Recopiez mot pour mot le passage de l'article sur le gala Puccini à la Scala qui va de « La soirée de » jusqu'à « compositeur fêté ! ».

EXTRAIT:

"""

UN GALA PUCCINI DU CENTENAIRE TRÈS MOUVEMENTÉ À LA SCALA !

La soirée de gala scaligère qui se jouait à guichet fermé, le 29 novembre, à l’occasion de l’anniversaire, le jour même, de la disparition de Giacomo Puccini, aura été largement empêchée par une grève surprise de l’orchestre et du chœur quelques minutes avant le lever de rideau… mais aura donné au directeur des lieux Dominique Meyer l’occasion d’une initiative dont on se souviendra dans les annales du théâtre pour sauver la soirée, et la mémoire du compositeur fêté !

C’est à vingt heures et quelques minutes, alors que la baguette du maestro Riccardo Chailly devait s’élever dans un théâtre Piermarini plein à craquer, que le surintendant général Dominique Meyer a dû se résigner à paraitre devant le rideau rouge mythique pour prendre la parole et expliquer au public – qui comptait nombre d’étrangers venus d’un peu partout dans le monde pour célébrer l’évènement – que le concert initialement prévu avec les forces scaligères au grand complet – chœur et orchestre – ne pourrait avoir lieu, compte tenu d’une grève dont, quelques minutes auparavant, personne a priori n’avait pu mesurer l’ampleur ni le suivi[i] ! On imagine la réaction du public et l’embarras du surintendant qui, pourtant, dans un italien parfait, prend alors ses responsabilités : « Si vous me laissez quelques instants, pendant que la Scala vous offrira un verre de Bellavista, nous allons vous proposer un autre concert ! Nous respectons le droit de grève mais nous avons pensé que cette autre forme du concert était indispensable par respect pour le public, venu ce soir en particulier de très loin, et également par respect pour Puccini ! ».

"""

CONTENU DES DONNÉES:
"""

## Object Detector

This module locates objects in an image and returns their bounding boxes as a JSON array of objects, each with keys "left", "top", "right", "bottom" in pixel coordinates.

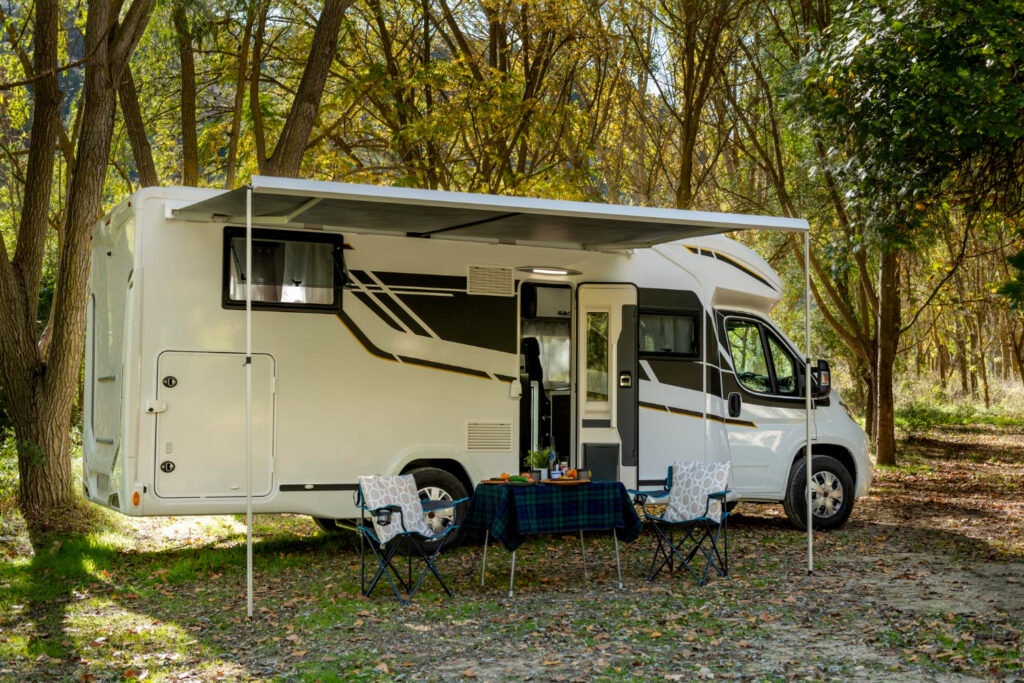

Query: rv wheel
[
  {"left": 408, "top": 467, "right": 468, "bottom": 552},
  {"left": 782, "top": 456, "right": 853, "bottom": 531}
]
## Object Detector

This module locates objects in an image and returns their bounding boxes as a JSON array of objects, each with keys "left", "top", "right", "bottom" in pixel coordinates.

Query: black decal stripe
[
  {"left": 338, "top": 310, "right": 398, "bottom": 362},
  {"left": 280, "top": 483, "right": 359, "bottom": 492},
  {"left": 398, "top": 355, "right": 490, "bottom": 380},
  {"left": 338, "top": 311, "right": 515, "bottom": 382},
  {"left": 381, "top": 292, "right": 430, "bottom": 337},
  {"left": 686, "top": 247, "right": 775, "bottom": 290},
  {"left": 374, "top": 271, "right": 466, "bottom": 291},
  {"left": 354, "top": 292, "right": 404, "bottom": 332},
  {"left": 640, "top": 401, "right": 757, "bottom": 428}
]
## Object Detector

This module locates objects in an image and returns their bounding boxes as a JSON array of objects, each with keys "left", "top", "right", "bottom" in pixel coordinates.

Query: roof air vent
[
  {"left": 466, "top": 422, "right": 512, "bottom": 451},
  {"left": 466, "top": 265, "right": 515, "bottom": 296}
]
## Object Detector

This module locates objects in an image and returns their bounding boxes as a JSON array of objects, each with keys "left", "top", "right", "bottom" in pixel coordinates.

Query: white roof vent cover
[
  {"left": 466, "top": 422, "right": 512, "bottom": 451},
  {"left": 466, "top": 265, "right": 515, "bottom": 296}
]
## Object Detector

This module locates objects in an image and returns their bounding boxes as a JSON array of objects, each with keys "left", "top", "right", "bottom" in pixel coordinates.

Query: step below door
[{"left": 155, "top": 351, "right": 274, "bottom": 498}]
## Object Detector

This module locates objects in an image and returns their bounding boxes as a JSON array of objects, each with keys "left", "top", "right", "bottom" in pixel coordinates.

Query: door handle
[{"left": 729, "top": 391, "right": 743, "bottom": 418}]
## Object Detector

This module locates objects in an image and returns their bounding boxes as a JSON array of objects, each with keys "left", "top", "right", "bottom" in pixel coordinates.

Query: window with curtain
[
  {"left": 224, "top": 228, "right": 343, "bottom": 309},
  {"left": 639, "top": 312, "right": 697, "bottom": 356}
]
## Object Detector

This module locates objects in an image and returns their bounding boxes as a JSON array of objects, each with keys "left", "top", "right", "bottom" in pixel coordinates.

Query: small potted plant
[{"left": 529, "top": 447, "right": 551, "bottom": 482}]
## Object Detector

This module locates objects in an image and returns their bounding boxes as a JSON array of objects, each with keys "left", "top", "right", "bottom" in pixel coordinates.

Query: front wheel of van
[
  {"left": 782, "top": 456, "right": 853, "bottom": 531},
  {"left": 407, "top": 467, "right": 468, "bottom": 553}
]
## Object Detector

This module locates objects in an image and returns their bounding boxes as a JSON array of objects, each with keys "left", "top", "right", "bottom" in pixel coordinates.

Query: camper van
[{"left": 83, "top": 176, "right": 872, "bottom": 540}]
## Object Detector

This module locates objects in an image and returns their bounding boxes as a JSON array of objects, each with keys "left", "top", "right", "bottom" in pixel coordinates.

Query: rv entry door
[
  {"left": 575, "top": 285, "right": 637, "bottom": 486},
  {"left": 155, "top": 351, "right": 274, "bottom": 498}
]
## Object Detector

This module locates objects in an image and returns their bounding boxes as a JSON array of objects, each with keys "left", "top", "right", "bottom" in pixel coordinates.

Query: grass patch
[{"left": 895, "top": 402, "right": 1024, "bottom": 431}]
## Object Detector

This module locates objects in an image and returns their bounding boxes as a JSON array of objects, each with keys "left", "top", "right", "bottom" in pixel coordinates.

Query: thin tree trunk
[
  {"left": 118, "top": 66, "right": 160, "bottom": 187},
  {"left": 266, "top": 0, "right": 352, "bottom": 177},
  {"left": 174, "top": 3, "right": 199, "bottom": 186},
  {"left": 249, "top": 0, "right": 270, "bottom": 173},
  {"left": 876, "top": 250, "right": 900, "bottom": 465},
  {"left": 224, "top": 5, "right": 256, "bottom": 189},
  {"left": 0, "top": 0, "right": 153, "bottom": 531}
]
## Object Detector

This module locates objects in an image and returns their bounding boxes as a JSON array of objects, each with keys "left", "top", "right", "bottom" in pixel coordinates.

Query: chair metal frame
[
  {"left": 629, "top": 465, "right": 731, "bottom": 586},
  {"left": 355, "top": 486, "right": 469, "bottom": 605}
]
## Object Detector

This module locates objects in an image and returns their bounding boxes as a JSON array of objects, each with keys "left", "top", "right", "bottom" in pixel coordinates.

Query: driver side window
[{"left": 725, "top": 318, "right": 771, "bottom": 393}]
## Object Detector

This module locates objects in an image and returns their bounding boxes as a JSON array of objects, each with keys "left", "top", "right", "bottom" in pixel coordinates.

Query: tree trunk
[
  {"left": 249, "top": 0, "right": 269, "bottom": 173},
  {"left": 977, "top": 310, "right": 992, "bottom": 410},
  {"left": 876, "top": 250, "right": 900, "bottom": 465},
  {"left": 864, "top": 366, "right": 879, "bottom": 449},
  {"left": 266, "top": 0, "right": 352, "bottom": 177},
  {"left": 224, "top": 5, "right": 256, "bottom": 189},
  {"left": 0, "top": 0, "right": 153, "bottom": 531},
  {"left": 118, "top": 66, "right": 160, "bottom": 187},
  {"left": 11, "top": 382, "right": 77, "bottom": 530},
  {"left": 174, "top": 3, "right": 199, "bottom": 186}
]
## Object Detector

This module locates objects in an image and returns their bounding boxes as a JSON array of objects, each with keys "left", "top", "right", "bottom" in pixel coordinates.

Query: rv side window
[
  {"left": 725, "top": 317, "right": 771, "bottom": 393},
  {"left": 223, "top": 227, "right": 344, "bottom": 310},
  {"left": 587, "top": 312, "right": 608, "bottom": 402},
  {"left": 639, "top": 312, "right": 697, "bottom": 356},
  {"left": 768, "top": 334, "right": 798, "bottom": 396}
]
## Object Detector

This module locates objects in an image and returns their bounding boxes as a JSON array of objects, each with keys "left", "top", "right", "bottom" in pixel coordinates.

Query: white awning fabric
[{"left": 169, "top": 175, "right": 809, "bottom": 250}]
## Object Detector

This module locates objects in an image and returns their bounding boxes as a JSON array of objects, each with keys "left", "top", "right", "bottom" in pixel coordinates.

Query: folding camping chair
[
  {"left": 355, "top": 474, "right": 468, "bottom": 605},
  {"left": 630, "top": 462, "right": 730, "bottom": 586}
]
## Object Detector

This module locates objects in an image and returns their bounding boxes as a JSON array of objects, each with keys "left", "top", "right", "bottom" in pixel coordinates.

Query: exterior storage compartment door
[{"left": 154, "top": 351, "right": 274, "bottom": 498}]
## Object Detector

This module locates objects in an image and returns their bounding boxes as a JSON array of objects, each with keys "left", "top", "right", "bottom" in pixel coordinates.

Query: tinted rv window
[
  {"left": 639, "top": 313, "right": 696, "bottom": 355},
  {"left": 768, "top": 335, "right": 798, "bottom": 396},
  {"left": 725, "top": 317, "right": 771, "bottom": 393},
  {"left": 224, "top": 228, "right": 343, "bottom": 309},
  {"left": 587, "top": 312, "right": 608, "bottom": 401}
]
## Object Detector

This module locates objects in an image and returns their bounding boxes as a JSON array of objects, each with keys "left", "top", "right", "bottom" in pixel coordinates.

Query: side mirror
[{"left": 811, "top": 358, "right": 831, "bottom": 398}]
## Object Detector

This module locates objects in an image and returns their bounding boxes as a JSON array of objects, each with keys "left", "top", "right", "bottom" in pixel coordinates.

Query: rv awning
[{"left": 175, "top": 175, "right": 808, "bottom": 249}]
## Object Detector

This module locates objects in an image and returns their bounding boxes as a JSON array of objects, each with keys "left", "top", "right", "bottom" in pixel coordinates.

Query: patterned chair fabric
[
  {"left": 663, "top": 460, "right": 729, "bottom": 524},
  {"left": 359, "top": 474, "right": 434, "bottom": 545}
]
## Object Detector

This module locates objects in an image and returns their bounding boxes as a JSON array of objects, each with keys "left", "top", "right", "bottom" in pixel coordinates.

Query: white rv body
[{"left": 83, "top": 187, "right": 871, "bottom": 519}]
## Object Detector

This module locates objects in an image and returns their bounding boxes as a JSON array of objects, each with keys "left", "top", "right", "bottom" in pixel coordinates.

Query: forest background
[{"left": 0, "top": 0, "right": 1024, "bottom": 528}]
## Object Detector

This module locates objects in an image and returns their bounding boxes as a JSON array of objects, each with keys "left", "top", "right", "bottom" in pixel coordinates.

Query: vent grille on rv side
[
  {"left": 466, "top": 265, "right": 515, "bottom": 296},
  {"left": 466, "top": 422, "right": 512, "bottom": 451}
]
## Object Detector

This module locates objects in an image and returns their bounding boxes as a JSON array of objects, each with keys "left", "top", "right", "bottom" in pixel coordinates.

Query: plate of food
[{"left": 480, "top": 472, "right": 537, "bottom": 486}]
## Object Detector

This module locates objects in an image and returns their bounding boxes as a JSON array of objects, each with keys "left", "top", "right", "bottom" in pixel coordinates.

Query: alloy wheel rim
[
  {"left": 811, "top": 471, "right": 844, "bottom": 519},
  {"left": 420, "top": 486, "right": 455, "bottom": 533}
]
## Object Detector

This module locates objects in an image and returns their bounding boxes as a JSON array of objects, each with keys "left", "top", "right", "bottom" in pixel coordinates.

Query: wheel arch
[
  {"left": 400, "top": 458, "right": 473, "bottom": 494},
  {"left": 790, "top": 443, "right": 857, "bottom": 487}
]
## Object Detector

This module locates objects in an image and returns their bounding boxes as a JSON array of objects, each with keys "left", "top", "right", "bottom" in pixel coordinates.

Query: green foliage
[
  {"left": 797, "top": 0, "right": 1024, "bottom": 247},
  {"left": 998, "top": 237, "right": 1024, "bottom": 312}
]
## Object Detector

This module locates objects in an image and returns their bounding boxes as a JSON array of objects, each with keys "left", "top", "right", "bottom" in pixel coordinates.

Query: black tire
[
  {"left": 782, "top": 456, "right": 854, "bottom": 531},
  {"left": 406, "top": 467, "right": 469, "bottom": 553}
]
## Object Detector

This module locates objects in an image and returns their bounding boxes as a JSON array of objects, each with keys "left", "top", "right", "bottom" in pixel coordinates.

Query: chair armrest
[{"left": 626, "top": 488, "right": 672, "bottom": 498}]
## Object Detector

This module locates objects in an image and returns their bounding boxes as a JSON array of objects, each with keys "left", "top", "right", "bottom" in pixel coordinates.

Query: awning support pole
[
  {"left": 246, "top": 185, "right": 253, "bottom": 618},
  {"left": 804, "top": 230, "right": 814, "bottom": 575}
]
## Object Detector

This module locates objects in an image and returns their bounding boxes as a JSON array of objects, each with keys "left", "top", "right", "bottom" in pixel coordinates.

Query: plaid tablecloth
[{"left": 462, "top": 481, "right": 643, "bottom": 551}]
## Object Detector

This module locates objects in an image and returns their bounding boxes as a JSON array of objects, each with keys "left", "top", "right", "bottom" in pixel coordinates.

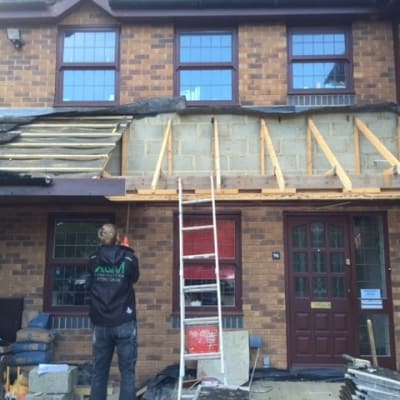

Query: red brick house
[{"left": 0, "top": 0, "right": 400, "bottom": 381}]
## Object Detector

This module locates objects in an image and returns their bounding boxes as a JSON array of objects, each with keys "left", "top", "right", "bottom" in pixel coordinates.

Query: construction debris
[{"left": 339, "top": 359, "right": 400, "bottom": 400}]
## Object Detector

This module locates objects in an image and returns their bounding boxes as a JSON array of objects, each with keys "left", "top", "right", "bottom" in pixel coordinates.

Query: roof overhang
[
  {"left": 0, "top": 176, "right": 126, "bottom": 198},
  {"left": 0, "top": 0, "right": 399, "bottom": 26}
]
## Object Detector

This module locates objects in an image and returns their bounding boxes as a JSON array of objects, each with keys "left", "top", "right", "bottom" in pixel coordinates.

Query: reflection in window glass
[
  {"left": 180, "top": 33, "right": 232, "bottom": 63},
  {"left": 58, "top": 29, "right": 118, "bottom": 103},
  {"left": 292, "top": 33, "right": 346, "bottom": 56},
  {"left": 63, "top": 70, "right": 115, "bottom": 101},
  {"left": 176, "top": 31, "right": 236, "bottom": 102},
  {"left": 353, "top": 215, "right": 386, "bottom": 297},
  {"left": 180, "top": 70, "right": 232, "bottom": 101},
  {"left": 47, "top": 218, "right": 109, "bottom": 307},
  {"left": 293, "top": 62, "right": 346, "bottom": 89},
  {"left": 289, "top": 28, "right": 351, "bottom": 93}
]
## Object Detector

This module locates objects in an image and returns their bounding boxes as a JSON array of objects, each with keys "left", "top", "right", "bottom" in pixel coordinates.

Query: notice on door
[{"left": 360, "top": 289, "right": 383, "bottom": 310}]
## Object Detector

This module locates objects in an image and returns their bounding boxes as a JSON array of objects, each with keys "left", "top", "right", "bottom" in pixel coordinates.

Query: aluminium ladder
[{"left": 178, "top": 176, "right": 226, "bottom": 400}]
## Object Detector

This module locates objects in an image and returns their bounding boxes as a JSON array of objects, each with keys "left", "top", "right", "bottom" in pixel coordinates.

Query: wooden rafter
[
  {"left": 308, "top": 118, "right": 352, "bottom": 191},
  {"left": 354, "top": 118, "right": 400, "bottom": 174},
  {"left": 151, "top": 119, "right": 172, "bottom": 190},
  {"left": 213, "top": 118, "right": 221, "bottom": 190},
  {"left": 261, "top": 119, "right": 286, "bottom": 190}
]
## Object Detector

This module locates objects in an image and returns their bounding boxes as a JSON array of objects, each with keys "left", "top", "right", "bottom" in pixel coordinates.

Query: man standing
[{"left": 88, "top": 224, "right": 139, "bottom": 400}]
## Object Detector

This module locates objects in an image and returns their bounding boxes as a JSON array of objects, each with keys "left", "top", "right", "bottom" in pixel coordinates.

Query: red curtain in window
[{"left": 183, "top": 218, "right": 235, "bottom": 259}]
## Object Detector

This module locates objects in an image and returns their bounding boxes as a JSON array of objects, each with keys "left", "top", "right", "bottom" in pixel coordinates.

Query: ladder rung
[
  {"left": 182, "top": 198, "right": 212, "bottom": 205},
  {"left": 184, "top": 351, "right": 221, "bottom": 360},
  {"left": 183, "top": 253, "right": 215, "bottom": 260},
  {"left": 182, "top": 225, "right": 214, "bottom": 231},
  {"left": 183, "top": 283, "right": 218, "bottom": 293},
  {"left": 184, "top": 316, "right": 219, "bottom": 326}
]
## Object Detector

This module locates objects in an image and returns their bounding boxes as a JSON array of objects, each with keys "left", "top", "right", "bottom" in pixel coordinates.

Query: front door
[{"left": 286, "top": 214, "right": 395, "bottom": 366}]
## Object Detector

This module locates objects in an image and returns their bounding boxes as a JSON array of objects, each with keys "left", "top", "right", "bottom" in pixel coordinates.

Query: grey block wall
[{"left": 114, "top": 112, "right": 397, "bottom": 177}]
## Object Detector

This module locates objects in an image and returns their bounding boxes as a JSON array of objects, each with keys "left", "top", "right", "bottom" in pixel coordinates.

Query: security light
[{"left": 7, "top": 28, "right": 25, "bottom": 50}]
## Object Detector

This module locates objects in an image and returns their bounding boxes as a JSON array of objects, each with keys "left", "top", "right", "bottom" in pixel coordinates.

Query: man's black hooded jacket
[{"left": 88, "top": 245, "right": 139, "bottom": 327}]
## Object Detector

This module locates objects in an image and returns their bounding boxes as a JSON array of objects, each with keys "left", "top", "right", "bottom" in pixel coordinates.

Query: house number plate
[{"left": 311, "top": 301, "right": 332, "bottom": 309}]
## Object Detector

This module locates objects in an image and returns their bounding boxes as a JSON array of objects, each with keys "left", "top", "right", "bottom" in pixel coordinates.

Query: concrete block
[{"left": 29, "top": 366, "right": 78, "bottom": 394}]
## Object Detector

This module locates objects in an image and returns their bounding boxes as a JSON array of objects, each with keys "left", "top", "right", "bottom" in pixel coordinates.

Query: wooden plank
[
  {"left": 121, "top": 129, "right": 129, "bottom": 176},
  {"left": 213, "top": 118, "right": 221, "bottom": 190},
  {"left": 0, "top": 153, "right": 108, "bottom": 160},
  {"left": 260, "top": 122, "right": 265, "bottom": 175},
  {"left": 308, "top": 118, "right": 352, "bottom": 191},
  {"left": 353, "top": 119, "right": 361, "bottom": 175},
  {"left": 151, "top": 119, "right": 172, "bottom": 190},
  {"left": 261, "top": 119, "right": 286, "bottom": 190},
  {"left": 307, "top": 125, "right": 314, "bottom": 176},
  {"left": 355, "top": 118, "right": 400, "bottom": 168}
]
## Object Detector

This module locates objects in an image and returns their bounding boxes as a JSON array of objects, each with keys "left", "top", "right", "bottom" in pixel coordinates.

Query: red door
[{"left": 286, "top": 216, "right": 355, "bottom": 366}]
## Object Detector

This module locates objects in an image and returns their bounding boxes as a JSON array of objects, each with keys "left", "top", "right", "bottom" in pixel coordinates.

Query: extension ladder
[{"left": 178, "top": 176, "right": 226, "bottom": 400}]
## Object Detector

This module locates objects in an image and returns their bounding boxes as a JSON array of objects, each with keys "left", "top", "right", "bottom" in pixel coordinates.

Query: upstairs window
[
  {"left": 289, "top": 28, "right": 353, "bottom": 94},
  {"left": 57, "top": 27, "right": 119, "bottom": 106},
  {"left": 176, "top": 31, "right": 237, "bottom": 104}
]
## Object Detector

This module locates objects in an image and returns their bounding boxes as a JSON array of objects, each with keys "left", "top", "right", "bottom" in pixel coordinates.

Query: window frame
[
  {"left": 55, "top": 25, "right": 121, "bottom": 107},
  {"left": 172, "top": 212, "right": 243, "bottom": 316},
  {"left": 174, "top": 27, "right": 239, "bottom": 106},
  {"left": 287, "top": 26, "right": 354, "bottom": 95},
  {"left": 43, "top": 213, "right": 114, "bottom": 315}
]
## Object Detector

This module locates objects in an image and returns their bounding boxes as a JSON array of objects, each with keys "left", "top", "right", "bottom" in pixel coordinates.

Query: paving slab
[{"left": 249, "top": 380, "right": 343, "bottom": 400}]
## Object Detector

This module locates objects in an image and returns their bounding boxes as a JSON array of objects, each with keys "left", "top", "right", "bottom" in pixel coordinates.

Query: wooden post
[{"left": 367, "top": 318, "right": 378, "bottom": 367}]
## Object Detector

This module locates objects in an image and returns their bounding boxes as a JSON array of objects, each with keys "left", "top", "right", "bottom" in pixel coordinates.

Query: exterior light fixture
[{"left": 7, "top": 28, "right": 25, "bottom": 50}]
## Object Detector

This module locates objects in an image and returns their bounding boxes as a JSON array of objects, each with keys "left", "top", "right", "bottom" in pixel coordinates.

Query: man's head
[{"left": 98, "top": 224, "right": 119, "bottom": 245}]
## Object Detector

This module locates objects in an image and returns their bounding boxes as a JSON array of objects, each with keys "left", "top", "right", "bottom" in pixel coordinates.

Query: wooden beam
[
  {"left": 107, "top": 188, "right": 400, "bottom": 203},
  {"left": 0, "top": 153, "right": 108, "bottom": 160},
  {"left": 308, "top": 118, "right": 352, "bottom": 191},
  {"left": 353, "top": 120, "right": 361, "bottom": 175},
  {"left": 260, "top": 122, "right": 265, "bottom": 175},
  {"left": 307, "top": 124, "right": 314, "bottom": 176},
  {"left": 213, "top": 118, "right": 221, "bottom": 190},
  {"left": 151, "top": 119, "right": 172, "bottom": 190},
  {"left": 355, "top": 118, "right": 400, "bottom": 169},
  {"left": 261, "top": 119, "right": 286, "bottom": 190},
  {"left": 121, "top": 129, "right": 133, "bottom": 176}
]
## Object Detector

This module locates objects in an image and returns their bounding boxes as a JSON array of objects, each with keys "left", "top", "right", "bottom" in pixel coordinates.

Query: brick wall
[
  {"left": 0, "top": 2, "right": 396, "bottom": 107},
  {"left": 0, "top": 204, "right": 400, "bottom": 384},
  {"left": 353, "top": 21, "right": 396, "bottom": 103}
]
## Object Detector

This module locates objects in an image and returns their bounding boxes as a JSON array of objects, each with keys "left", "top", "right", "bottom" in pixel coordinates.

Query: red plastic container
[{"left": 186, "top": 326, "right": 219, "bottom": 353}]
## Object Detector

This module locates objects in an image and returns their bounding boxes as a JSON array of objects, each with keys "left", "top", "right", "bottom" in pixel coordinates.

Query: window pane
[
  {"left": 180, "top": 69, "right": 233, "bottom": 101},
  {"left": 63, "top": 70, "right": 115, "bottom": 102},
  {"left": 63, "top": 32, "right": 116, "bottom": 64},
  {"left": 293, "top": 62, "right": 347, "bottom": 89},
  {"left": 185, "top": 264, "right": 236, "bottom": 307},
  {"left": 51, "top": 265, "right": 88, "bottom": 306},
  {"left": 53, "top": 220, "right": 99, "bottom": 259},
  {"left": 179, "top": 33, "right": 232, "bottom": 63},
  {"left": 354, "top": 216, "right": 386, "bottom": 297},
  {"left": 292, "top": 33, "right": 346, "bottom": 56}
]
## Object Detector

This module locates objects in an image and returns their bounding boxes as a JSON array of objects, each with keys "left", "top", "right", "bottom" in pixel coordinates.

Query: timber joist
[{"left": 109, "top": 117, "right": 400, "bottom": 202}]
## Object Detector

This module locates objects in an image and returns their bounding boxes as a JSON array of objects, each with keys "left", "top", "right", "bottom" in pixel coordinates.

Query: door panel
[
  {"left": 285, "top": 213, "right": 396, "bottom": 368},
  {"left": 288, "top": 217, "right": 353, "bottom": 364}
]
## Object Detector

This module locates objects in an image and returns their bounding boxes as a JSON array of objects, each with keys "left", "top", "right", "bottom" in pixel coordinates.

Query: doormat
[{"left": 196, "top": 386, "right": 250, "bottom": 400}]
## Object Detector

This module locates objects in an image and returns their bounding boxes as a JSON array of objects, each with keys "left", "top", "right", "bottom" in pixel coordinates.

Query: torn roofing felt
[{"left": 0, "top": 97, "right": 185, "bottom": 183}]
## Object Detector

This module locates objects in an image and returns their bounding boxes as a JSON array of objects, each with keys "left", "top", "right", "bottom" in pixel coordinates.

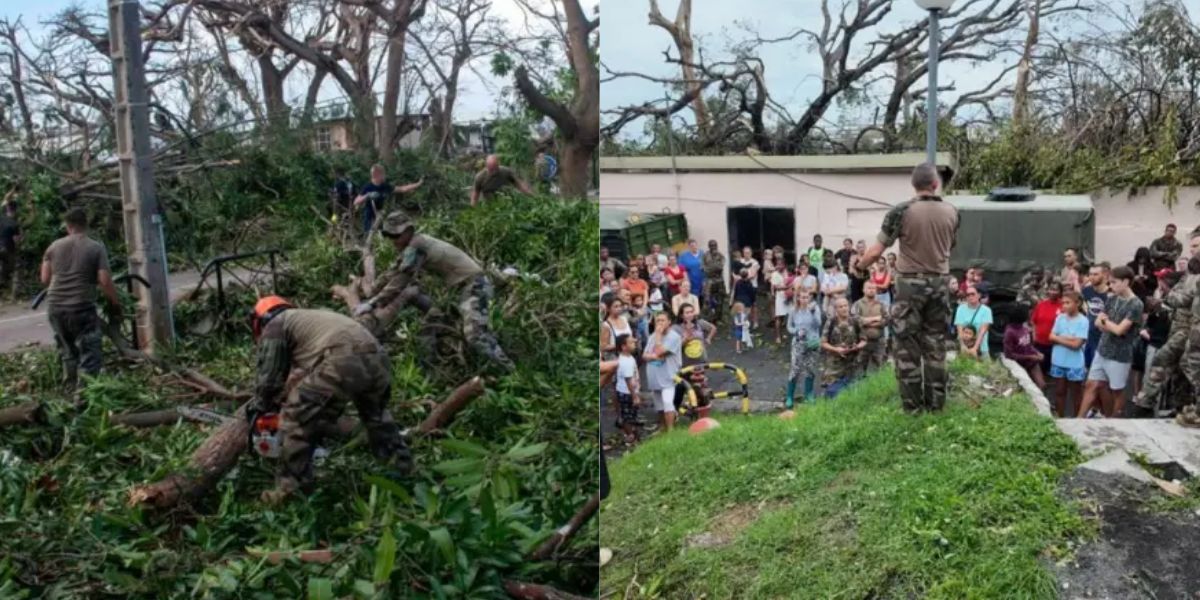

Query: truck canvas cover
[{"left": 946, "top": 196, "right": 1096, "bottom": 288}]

"""

RÉPONSE COMPLÈTE:
La soirée de gala scaligère qui se jouait à guichet fermé, le 29 novembre, à l’occasion de l’anniversaire, le jour même, de la disparition de Giacomo Puccini, aura été largement empêchée par une grève surprise de l’orchestre et du chœur quelques minutes avant le lever de rideau… mais aura donné au directeur des lieux Dominique Meyer l’occasion d’une initiative dont on se souviendra dans les annales du théâtre pour sauver la soirée, et la mémoire du compositeur fêté !